Stated problem A> Can you retype the whole passage on the Reformation below, word for word?

■ ■ ■ ■ ■ ■ ■

People sometimes use the word 'Reformation' as the term to describe the complex set of events lasting for most of the 16th century, by which a large minority of the membership of the Catholic Church change allegiance and joined one of the new Protestant Churches which had set themselves up as rivals to the Church of Rome (pg.302). The essence of the Reformation was almost completely about religion and that people started questioning religion - something that had never been done before. It was seen as being made up of two related sets of events: the first, the early Reformation, taking place almost entirely in Germany and being centered on the life and activities of Martin Luther; and the second, the later Reformation, its heart being in Switzerland, from which it spread far across Europe and revolving around the teachings of John Calvin (pg.297).

■ ■ ■ ■ ■ ■ ■

Stated problem B> Could you set out every line of the records below as a numbered list, leaving out any blank lines?

■ ■ ■ ■ ■ ■ ■

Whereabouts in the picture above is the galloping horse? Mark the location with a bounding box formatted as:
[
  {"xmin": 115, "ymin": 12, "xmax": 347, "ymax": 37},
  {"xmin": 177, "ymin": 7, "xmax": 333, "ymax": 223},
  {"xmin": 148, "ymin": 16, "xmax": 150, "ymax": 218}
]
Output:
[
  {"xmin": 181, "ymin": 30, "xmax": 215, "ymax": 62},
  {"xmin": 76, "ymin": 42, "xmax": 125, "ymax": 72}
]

■ ■ ■ ■ ■ ■ ■

Exercise result A>
People sometimes use the word 'Reformation' as the term to describe the complex set of events lasting for most of the 16th century, by which a large minority of the membership of the Catholic Church change allegiance and joined one of the new Protestant Churches which had set themselves up as rivals to the Church of Rome (pg.302). The essence of the Reformation was almost completely about religion and that people started questioning religion - something that had never been done before. It was seen as being made up of two related sets of events: the first, the early Reformation, taking place almost entirely in Germany and being centered on the life and activities of Martin Luther; and the second, the later Reformation, its heart being in Switzerland, from which it spread far across Europe and revolving around the teachings of John Calvin (pg.297).

Exercise result B>
1. Whereabouts in the picture above is the galloping horse? Mark the location with a bounding box formatted as:
2. [
3.   {"xmin": 115, "ymin": 12, "xmax": 347, "ymax": 37},
4.   {"xmin": 177, "ymin": 7, "xmax": 333, "ymax": 223},
5.   {"xmin": 148, "ymin": 16, "xmax": 150, "ymax": 218}
6. ]
7. Output:
8. [
9.   {"xmin": 181, "ymin": 30, "xmax": 215, "ymax": 62},
10.   {"xmin": 76, "ymin": 42, "xmax": 125, "ymax": 72}
11. ]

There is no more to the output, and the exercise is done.